| Exercise goal |
Render every line of the items below as a Markdown table with the columns Row and Line, numbering each line in order and skipping blank lines.
☆ ☆ ☆ ☆ ☆
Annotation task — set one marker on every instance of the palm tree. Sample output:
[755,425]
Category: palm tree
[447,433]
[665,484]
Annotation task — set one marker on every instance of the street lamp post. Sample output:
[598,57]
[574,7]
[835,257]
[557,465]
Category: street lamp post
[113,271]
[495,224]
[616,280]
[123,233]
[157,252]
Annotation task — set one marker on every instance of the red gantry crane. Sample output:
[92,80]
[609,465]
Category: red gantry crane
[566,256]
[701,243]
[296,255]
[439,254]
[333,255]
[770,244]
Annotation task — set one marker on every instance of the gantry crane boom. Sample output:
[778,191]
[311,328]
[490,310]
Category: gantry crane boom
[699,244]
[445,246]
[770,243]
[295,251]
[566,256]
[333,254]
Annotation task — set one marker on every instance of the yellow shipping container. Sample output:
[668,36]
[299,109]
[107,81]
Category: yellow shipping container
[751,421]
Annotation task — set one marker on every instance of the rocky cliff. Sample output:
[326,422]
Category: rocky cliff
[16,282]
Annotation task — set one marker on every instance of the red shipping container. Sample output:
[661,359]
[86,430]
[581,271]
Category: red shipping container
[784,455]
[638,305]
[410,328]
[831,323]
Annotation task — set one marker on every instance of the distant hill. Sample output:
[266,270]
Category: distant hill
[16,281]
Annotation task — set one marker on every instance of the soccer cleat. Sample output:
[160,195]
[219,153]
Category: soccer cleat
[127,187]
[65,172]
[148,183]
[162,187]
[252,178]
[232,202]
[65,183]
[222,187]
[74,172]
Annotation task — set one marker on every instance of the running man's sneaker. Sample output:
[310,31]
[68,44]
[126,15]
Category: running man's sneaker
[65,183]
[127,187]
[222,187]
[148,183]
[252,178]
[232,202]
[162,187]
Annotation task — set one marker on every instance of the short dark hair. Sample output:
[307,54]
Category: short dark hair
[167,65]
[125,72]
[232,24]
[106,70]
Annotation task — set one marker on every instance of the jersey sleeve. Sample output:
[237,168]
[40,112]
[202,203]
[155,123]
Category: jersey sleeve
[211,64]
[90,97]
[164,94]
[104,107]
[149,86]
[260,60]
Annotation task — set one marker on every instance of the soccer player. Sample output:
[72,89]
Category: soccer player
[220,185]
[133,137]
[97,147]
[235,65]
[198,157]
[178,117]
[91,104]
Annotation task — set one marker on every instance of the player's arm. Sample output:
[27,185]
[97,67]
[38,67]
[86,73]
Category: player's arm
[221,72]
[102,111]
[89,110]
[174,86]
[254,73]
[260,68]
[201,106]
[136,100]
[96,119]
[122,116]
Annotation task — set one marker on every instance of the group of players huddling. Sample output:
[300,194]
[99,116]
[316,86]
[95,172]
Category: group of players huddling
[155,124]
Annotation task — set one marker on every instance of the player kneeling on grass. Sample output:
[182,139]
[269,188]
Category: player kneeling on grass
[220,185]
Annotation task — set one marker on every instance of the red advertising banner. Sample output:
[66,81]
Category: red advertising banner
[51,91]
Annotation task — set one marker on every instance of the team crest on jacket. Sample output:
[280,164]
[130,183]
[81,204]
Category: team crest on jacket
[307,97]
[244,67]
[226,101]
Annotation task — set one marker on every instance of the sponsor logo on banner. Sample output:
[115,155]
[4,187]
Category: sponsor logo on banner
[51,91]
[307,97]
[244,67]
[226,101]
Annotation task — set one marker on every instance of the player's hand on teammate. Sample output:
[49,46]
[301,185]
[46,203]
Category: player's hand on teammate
☆ ☆ ☆ ☆ ☆
| Result |
| Row | Line |
|---|---|
| 1 | Annotation task — set one marker on every instance of the palm tree. Sample output: |
| 2 | [755,425] |
| 3 | Category: palm tree |
| 4 | [447,433] |
| 5 | [665,484] |
| 6 | Annotation task — set one marker on every instance of the street lamp post. Sample output: |
| 7 | [598,57] |
| 8 | [574,7] |
| 9 | [835,257] |
| 10 | [557,465] |
| 11 | Category: street lamp post |
| 12 | [113,271] |
| 13 | [495,224] |
| 14 | [616,280] |
| 15 | [123,233] |
| 16 | [157,252] |
| 17 | Annotation task — set one marker on every instance of the red gantry crane. Sample output: |
| 18 | [92,80] |
| 19 | [609,465] |
| 20 | Category: red gantry crane |
| 21 | [566,256] |
| 22 | [701,243] |
| 23 | [296,255] |
| 24 | [439,254] |
| 25 | [333,255] |
| 26 | [770,244] |
| 27 | Annotation task — set one marker on every instance of the gantry crane boom. Sample output: |
| 28 | [778,191] |
| 29 | [311,328] |
| 30 | [490,310] |
| 31 | Category: gantry crane boom |
| 32 | [699,244] |
| 33 | [445,246] |
| 34 | [770,243] |
| 35 | [295,251] |
| 36 | [566,256] |
| 37 | [333,254] |
| 38 | Annotation task — set one marker on every instance of the yellow shipping container. Sample output: |
| 39 | [668,36] |
| 40 | [299,109] |
| 41 | [107,81] |
| 42 | Category: yellow shipping container |
| 43 | [751,421] |
| 44 | Annotation task — set one marker on every instance of the rocky cliff. Sample output: |
| 45 | [326,422] |
| 46 | Category: rocky cliff |
| 47 | [16,282] |
| 48 | Annotation task — set one marker on every instance of the red shipping container. Sample output: |
| 49 | [661,359] |
| 50 | [86,430] |
| 51 | [581,271] |
| 52 | Category: red shipping container |
| 53 | [784,455] |
| 54 | [638,305] |
| 55 | [410,328] |
| 56 | [831,323] |
| 57 | Annotation task — set one marker on every instance of the distant hill. Sample output: |
| 58 | [266,270] |
| 59 | Category: distant hill |
| 60 | [16,281] |
| 61 | Annotation task — set one marker on every instance of the soccer cleat. Sample output: |
| 62 | [160,195] |
| 63 | [219,153] |
| 64 | Category: soccer cleat |
| 65 | [127,187] |
| 66 | [65,172] |
| 67 | [148,183] |
| 68 | [162,187] |
| 69 | [252,178] |
| 70 | [232,202] |
| 71 | [65,183] |
| 72 | [222,187] |
| 73 | [74,172] |
| 74 | Annotation task — set one marker on every instance of the running man's sneaker. Sample output: |
| 75 | [310,31] |
| 76 | [68,44] |
| 77 | [126,15] |
| 78 | Category: running man's sneaker |
| 79 | [65,183] |
| 80 | [127,187] |
| 81 | [222,187] |
| 82 | [148,183] |
| 83 | [252,178] |
| 84 | [232,202] |
| 85 | [162,187] |
| 86 | Annotation task — set one marker on every instance of the short dark hair. Sample output: |
| 87 | [307,54] |
| 88 | Category: short dark hair |
| 89 | [167,65] |
| 90 | [125,72] |
| 91 | [232,24] |
| 92 | [106,70] |
| 93 | Annotation task — set one marker on every instance of the jersey sleeve. Sample output: |
| 94 | [237,168] |
| 95 | [40,112] |
| 96 | [202,203] |
| 97 | [155,123] |
| 98 | Category: jersey sleeve |
| 99 | [211,64] |
| 100 | [90,97] |
| 101 | [164,94] |
| 102 | [104,107] |
| 103 | [149,86] |
| 104 | [260,60] |
| 105 | Annotation task — set one marker on every instance of the soccer player. Sample output: |
| 106 | [72,89] |
| 107 | Category: soccer player |
| 108 | [220,185] |
| 109 | [133,137] |
| 110 | [97,147] |
| 111 | [235,65] |
| 112 | [198,157] |
| 113 | [178,117] |
| 114 | [91,104] |
| 115 | Annotation task — set one marker on every instance of the player's arm. Sample output: |
| 116 | [27,185] |
| 117 | [97,67] |
| 118 | [38,67] |
| 119 | [86,73] |
| 120 | Category: player's arm |
| 121 | [221,72] |
| 122 | [102,111] |
| 123 | [89,110] |
| 124 | [174,86] |
| 125 | [254,73] |
| 126 | [260,68] |
| 127 | [201,106] |
| 128 | [136,100] |
| 129 | [96,119] |
| 130 | [122,116] |
| 131 | Annotation task — set one marker on every instance of the group of players huddling. Sample output: |
| 132 | [300,194] |
| 133 | [99,116] |
| 134 | [316,86] |
| 135 | [95,172] |
| 136 | Category: group of players huddling |
| 137 | [155,124] |
| 138 | Annotation task — set one marker on every instance of the player kneeling on grass. Sample output: |
| 139 | [182,139] |
| 140 | [269,188] |
| 141 | Category: player kneeling on grass |
| 142 | [220,185] |
| 143 | Annotation task — set one marker on every instance of the red advertising banner. Sample output: |
| 144 | [66,81] |
| 145 | Category: red advertising banner |
| 146 | [51,91] |
| 147 | Annotation task — set one marker on every instance of the team crest on jacket. Sample output: |
| 148 | [280,164] |
| 149 | [130,183] |
| 150 | [81,204] |
| 151 | Category: team crest on jacket |
| 152 | [307,97] |
| 153 | [244,67] |
| 154 | [226,101] |
| 155 | Annotation task — set one marker on every instance of the sponsor logo on banner. Sample output: |
| 156 | [115,155] |
| 157 | [4,187] |
| 158 | Category: sponsor logo on banner |
| 159 | [51,91] |
| 160 | [307,97] |
| 161 | [244,67] |
| 162 | [226,101] |
| 163 | Annotation task — set one marker on every instance of the player's hand on teammate. Sample output: |
| 164 | [49,46] |
| 165 | [301,185] |
| 166 | [46,203] |
| 167 | Category: player's hand on teammate |